__Text passage__:
At General Motors Corp., the only Big Three automaker to respond to ACHR NEWS inquiries about the state of work vehicle manufacturing, the overall situation has recently gotten better, a spokesman said.
“We have seen improvements and better consistency in the supply chain through the third quarter this year compared to last year as a whole,” said Sabin D. Blake, director of North American business communications for GM.
That has translated into production and vehicle-delivery improvements and led to third-quarter sales that were higher than in 2021, Blake added. (GM reported selling 555,580 vehicles in the U.S. in the third quarter, up 24% from the same quarter in 2021.)
However, “There is still uncertainty and unpredictability throughout the supply chain for the auto industry and we are actively working with our suppliers to mitigate potential issues,” Blake said.
Communicating with dealers, Blake said, is the key for GM fleet customers who want to plan their next new vehicle purchases.
“We would encourage all customers — retail, commercial, and fleet — to work with their local dealers to understand the outlook for vehicle availability and to place orders to help meet their upcoming vehicle needs,” he said.
Those on the front lines had other “best practices” suggestions for managing a service fleet in the current climate, including:
• Plan ahead — and be prepared to wait as well.
In pre-pandemic times, Marowske said, “You could place an order in, like, the fall and get them in the spring and life would be good.” Now, he added, the wait’s about a year.
“Get out ahead of it. Plan accordingly,” said Leech.
• Don’t forget about vehicle maintenance.
“Times like these, maintenance matters,” said Leech, “so I would not neglect the existing fleet, because of the shortage. Stay ahead of maintaining them.”
“In some cases, it may make financial sense to put additional funding into maintenance than to purchase new vehicles at increased prices with longer wait times,” said Kevin Koester, managing director of the National Truck Equipment Association, better known as NTEA. Calling itself “the association for the work truck industry,” NTEA represents companies that manufacture, sell, and repair commercial trucks and related equipment. Service businesses that use work trucks are also members of NTEA, which provides information and training to help them manage their fleets.

__Data excerpts__:
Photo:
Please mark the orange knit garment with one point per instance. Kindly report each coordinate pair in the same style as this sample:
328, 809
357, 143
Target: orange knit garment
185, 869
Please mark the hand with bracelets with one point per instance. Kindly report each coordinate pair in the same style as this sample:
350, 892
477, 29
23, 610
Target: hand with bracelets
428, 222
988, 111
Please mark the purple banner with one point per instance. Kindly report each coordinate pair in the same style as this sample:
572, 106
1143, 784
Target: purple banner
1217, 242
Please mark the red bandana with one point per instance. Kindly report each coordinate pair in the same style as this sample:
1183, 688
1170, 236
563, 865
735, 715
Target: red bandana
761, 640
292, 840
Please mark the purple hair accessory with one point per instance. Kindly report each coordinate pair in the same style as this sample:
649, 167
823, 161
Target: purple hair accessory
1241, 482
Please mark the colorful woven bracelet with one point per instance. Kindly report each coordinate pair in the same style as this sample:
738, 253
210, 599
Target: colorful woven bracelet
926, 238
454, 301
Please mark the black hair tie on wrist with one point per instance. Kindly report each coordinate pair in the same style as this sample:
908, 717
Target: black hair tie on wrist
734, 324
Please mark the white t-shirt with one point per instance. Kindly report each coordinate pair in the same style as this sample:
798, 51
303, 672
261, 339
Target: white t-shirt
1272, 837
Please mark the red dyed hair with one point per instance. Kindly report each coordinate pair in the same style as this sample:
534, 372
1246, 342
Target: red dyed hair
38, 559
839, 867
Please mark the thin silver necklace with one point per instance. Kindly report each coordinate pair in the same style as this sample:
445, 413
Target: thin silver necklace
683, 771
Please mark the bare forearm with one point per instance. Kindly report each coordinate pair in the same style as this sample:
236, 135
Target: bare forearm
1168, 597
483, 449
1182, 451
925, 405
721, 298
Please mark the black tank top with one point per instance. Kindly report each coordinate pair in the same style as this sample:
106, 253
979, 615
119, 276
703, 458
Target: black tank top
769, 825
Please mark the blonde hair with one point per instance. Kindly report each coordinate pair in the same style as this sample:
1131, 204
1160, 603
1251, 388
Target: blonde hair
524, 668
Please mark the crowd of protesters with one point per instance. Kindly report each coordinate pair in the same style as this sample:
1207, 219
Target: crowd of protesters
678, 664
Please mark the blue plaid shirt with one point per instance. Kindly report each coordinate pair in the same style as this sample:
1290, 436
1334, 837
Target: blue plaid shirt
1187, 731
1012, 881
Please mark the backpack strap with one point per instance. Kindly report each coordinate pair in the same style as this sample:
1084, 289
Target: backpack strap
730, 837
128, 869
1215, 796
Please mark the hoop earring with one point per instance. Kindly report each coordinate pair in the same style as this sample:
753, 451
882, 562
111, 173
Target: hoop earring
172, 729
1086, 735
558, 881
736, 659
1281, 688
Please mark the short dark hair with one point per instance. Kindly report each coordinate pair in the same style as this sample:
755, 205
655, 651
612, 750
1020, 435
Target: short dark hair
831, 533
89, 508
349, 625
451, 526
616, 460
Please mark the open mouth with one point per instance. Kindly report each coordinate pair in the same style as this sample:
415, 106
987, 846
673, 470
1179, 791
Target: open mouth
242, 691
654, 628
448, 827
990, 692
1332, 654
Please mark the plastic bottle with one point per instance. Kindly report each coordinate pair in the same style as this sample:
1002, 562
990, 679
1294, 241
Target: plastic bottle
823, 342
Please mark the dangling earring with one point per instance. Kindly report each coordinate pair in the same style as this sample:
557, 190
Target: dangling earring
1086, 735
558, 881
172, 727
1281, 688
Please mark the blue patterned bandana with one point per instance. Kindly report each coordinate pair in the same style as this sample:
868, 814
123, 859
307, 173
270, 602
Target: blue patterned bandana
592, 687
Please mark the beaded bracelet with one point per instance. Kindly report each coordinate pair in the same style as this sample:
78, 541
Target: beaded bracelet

__What to work on__: Please continue the article on managing work-vehicle fleets during supply shortages, starting after its last sentence.

__Answer for the task__:
• Allocate vehicles in ways that spread mileage among the entire fleet and increase their lifespan — alternating them, for example, between shorter runs and longer ones.
“Swapping vehicles between high-mileage and low-mileage duty cycles, for example, can help to better distribute wear and tear on chassis, potentially extending the amount of time before a vehicle requires replacement,” said Koester.
• Keep vehicle orders simple — don’t hold out for unneeded options when the goal is to keep getting technicians, tools, and products to and from job sites as efficiently and safely as possible.
“The more specific and restrictive your vehicle purchase is, the greater the probability your vehicle gets delayed in production by component shortages,” said Koester. “Understand what options and features are absolute requirements to get the job done, and what can be amended to meet your basic needs.”
“Does it have a CD player or not? Who cares, really?” said Leech. “We want good equipment that’s going to be safe.”
• Buy pre-owned vehicles if need be. Leech, at Service Legends, has gone that route.
“We had to buy a couple of used vehicles just to get us by,” he said.
• Don’t get talked into paying exorbitant prices for vehicles when there are other options.
“Don’t necessarily let fear of availability allow you to get rolled over from a price standpoint,” said Leech.
Leech, whose first company vehicle 25 years ago was a 14-year-old Chevrolet with a blown engine (he paid a buddy a case of beer to help him put an engine in it) wonders if economic troubles might drastically change the availability picture.
“If the economy slows a little bit, I imagine there’s going to be a flood of vehicles that people won’t need,” he said.